PROMPT:
Could you return all of the records exactly as they stand?

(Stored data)
########

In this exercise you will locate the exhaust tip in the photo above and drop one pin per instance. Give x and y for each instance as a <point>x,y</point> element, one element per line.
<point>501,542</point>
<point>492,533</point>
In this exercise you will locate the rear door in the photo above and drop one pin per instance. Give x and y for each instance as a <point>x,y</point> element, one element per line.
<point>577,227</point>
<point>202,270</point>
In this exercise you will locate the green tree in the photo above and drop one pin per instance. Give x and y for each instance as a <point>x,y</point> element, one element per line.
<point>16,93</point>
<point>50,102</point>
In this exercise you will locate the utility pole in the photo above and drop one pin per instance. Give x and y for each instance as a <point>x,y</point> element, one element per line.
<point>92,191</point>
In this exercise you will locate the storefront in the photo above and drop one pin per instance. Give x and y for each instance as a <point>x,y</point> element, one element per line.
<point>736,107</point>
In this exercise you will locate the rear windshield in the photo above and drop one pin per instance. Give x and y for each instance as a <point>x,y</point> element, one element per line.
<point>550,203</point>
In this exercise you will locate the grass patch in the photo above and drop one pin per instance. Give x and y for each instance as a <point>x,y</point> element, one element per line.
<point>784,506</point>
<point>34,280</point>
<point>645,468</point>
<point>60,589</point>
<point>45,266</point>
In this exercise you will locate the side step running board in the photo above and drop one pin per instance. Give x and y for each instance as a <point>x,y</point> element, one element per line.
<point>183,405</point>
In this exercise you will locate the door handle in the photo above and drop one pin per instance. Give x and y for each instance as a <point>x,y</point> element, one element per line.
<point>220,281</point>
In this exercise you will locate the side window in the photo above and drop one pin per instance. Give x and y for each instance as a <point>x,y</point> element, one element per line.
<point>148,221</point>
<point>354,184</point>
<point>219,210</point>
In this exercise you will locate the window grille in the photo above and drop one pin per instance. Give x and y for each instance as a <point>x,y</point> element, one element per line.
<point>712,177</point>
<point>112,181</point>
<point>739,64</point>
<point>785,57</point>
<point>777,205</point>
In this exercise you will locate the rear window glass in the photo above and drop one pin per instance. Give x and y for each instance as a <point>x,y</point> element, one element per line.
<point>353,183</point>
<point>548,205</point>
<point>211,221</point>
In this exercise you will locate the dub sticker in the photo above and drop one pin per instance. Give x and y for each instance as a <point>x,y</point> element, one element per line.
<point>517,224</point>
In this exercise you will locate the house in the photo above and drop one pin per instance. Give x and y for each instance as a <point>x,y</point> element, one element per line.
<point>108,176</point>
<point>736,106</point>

########

YOUR RESPONSE:
In this exercise you will locate the exhaust tip in the photo above and drop one pin per instance. Give x and y for each instance as a <point>x,y</point> element, one element per line.
<point>501,542</point>
<point>492,533</point>
In this exercise you will locate the rear door in the photo above and drop one pin per instance. Give x and y for each instance as a <point>x,y</point> element, one element per line.
<point>577,227</point>
<point>202,270</point>
In this exercise you will locate the green tree in the photo above and drop one pin per instance. Give x and y for each instance as a <point>x,y</point> element, one element per line.
<point>16,93</point>
<point>50,102</point>
In this exercise you will locate the utility pole in the photo above and drop one pin per instance. Give x and y for each instance as a <point>x,y</point> element, one element per line.
<point>92,191</point>
In this exercise you will locate the storefront in the photo above and drop one pin per instance. Give x and y for each instance as a <point>x,y</point> element, one element per line.
<point>736,107</point>
In this exercise you will locate the rear windshield in the photo above and drop one pin per instance. Give x and y for each instance as a <point>x,y</point> element, one element per line.
<point>550,203</point>
In this exercise you will locate the grass patch in the photo above and drop one pin per instance. Give x and y for each instance as a <point>x,y</point> element, one element per line.
<point>784,506</point>
<point>34,280</point>
<point>645,468</point>
<point>60,589</point>
<point>45,266</point>
In this exercise you will locate the side step running board in the photo above and drop one pin per instance. Give x and y for each instance as a <point>x,y</point> element, one element per line.
<point>183,405</point>
In this exercise you will locate the door handle in the photo above and drop one pin per instance. Give x and y for each instance as a <point>x,y</point> element, one element per line.
<point>220,281</point>
In this exercise you will locate the side window in the photo above and drop one pin per instance. Give x and y for each instance as a <point>x,y</point> element, one element per line.
<point>148,221</point>
<point>354,184</point>
<point>219,210</point>
In this exercise you will locate the window grille in the photo above and drop one pin per instance. Give x and y for each instance as a <point>x,y</point> element, one element per line.
<point>712,177</point>
<point>112,181</point>
<point>739,64</point>
<point>785,57</point>
<point>777,205</point>
In this exercise you will locate the rear window glass in the photo above and drop one pin per instance. Give x and y for each instance as a <point>x,y</point> element, one element per line.
<point>353,183</point>
<point>548,205</point>
<point>211,221</point>
In this exercise you will locate the dub sticker in the photo above and drop one pin per instance. Give x and y for each instance as a <point>x,y</point> element, one element per line.
<point>517,224</point>
In this exercise you will locate the house in the photo above and drop one pin per instance. Give x and y for each instance as a <point>x,y</point> element, one element per line.
<point>108,176</point>
<point>736,106</point>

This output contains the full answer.